### Work to complete
Give back, word for word, the lines of the items below, starting with the line that contains "arrays. Query: bush" and going on through the line that contains "[[106, 144, 227, 179]]". Include both of those lines.

>> Start Supplied data

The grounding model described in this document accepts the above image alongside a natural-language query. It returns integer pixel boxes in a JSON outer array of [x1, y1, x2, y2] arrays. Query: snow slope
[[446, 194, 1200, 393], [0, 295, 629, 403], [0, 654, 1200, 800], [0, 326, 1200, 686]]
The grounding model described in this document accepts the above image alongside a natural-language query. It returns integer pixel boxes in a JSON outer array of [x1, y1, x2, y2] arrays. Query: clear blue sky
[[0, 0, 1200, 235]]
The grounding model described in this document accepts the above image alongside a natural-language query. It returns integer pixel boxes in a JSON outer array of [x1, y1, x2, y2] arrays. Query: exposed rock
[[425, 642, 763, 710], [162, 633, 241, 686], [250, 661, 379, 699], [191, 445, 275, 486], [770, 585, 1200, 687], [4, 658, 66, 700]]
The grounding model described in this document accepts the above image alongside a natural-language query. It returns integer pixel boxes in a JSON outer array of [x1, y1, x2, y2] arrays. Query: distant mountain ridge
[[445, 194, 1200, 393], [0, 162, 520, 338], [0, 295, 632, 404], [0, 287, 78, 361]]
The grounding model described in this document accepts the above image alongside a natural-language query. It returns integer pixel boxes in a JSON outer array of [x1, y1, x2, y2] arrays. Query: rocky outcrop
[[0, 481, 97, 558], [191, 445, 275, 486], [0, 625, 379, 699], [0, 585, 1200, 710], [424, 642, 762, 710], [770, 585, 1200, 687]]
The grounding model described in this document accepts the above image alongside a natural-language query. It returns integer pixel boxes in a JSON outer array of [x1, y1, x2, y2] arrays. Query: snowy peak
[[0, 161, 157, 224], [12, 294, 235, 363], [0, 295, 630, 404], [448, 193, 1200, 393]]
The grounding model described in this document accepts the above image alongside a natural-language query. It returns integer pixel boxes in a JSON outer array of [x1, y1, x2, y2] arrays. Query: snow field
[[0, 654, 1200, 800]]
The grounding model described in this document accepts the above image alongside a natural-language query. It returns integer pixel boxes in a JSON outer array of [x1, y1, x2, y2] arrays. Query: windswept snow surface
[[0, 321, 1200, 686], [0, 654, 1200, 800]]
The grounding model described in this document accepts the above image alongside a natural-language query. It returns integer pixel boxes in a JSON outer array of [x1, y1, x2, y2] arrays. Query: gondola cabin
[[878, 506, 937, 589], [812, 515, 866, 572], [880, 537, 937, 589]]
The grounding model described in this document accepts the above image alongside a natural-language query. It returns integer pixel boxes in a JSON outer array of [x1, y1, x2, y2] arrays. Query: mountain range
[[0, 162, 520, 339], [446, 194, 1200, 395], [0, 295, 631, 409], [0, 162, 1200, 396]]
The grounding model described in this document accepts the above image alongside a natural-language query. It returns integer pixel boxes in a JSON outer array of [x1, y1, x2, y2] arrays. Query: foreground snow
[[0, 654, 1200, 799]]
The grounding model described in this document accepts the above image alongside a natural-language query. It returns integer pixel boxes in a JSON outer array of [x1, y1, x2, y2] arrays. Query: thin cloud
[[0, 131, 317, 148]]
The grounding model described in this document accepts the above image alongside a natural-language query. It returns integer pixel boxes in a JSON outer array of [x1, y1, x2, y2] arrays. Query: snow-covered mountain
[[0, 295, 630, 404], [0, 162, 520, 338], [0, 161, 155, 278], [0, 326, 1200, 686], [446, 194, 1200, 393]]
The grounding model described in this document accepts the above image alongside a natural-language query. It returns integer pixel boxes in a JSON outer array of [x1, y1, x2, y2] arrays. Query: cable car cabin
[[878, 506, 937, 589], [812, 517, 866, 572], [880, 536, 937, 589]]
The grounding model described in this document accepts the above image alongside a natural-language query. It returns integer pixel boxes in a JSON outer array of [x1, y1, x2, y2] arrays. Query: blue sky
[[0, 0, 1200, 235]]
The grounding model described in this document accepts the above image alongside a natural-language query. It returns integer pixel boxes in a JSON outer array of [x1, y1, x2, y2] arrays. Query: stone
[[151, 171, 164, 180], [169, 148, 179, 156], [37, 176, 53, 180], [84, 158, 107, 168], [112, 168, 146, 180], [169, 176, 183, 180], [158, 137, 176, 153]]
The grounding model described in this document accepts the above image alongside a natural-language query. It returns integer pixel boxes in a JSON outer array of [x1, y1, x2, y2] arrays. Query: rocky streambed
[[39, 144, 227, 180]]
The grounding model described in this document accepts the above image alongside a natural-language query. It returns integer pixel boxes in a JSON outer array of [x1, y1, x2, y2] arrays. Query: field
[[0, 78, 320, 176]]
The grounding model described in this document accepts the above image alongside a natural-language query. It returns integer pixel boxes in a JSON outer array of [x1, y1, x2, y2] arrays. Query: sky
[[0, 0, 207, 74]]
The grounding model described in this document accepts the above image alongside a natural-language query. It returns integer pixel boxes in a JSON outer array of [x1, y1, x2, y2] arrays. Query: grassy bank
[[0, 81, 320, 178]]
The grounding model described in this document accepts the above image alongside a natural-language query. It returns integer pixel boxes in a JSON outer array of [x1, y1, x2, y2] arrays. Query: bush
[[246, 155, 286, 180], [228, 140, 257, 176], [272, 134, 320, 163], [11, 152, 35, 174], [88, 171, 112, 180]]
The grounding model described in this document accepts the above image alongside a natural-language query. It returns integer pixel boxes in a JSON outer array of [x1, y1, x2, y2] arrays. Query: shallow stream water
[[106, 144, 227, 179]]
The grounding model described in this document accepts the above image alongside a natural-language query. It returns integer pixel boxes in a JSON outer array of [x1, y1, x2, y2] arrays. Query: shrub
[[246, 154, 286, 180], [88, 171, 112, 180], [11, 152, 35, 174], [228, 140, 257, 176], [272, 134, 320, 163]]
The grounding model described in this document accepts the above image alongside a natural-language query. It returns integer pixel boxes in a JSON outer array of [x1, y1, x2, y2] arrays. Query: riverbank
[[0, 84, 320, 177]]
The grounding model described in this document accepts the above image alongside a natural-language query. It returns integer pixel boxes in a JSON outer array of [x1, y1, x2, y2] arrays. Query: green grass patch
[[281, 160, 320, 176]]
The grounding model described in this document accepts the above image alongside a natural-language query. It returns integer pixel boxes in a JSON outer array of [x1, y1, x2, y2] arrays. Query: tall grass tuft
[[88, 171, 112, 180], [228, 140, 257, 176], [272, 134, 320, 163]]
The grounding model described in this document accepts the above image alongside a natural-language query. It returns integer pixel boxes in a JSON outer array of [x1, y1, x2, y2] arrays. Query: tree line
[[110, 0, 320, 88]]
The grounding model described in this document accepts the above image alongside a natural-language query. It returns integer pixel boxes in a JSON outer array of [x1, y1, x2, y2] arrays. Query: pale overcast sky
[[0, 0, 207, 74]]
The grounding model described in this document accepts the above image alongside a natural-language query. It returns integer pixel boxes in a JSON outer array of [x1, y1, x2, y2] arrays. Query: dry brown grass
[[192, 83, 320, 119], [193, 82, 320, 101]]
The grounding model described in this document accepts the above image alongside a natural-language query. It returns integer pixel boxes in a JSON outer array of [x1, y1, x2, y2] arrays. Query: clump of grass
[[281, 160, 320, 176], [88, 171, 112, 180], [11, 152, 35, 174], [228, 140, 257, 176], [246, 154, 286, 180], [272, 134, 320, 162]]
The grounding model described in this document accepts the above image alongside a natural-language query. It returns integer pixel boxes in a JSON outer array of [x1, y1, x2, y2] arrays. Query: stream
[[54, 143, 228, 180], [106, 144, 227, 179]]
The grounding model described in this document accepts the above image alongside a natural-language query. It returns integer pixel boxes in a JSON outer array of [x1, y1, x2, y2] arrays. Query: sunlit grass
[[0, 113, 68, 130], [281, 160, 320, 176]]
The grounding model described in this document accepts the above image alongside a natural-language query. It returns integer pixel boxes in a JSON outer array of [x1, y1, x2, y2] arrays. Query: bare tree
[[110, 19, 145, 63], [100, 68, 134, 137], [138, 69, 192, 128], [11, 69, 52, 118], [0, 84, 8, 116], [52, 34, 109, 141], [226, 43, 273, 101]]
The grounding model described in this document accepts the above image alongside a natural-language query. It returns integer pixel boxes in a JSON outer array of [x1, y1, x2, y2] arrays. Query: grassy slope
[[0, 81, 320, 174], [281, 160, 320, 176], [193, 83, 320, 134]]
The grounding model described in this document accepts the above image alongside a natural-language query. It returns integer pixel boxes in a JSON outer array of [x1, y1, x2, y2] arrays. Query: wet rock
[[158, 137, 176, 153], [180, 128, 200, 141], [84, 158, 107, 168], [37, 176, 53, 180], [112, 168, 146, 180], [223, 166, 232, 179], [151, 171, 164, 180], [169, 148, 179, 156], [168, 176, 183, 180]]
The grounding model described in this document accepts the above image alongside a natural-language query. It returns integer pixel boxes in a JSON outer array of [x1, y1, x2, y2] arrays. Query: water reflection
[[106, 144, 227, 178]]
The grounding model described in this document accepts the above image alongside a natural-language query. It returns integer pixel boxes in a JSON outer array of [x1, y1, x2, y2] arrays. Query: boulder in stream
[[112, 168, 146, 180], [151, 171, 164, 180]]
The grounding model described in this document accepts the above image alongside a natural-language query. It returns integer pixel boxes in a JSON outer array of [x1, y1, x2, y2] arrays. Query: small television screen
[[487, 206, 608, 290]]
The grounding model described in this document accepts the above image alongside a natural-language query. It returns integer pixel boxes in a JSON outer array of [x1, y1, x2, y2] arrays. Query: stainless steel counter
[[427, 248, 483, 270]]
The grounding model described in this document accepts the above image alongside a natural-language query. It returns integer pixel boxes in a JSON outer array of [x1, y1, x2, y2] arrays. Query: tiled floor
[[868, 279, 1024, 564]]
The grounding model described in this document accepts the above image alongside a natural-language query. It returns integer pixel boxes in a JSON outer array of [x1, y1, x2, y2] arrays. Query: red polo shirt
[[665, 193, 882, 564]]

>> End Supplied data

### Solution to this exercise
The grounding model described in this document accepts the above image alongside a natural-language query. It returns integer pixel boxes in a JSON outer array of [x1, y1, x2, y2] arrays. Query: bush
[[246, 155, 286, 180], [228, 140, 257, 176], [272, 134, 320, 163], [11, 152, 35, 174], [88, 171, 112, 180]]
The grounding model described in this document accepts the above image alongside a natural-language query. It returns integer pixel boxes in a JSON outer array of [x1, y1, x2, y2] arrays. Query: shallow stream water
[[106, 144, 227, 179]]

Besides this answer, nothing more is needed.